— Start DOCUMENT EXCERPT —
In Berbera we set camp in the Dahabshiil Hotel (not owned or sponsored in any way by the money transfer company bearing the same name) after driving around a bit and finding all other places full. Full? Bizarre that the place should have such an influx of visitors... who knows, maybe the place is truly starting to bloom in the way that the Somalilanders hope for it to. During our stay in the “country” we have heard and sensed the sincere wish of its people to be recognized as a nation on the international playground. We have mostly been taken for aid workers at first sight and then been welcomed even more heartily once identified as tourists. Having said that, it was in Berbera that we were thrown a stone at by some kid for the first and, granted, only time so far.



Feelin' wrecked? Come and chill at Berbera!

Berbera is another example of a town that is loyal to the coastal concept: nice, sunny and warm yet chilled in atmosphere. We spent our first day wandering around town in the post-khat tranquil of the afternoon, stopping for some beverages by the seaside and having a late lunch a bit further along the same seaside in a restaurant recommended to us by our man Abdi Abdi from the Oriental Hotel in Hargeisa in case we'd need any assistance while in Berbera. Indeed, we found Abdi's trusted man Ali at the place and he agreed to help us with our plans to get to the mountain town of Sheekh, in the direction of Burcao. We had been told this would be cool to visit still even if Burcao had recently been marked as off limits to tourists, as temporarily happens with things and places here. To compensate for his friendly advice and help, and to watch the show put on by the resident cats and crows, we ended up having most of our meals at Ali's restaurant.




A case of the pan (edit: the pot) calling the kettle black, surely?
— End DOCUMENT EXCERPT —
— Start DATA SUPPLIED —
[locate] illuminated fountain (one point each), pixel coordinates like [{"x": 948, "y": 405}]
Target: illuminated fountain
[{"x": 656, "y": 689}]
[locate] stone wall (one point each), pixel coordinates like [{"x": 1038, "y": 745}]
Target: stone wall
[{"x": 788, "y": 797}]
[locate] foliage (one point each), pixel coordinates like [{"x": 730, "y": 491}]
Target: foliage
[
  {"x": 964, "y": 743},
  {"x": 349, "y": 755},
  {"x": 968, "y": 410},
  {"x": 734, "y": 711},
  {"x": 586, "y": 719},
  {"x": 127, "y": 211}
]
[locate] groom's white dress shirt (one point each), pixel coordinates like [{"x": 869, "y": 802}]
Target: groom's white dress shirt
— End DATA SUPPLIED —
PROBLEM REQUIREMENTS:
Answer these questions from the Berbera travel account:
1. In which hotel did the travelers set camp in Berbera?
2. Who recommended the seaside restaurant where they had a late lunch?
3. To which mountain town did Ali agree to help them travel?

EXPECTED OUTPUT:
1. The Dahabshiil Hotel.
2. Abdi Abdi from the Oriental Hotel in Hargeisa.
3. Sheekh.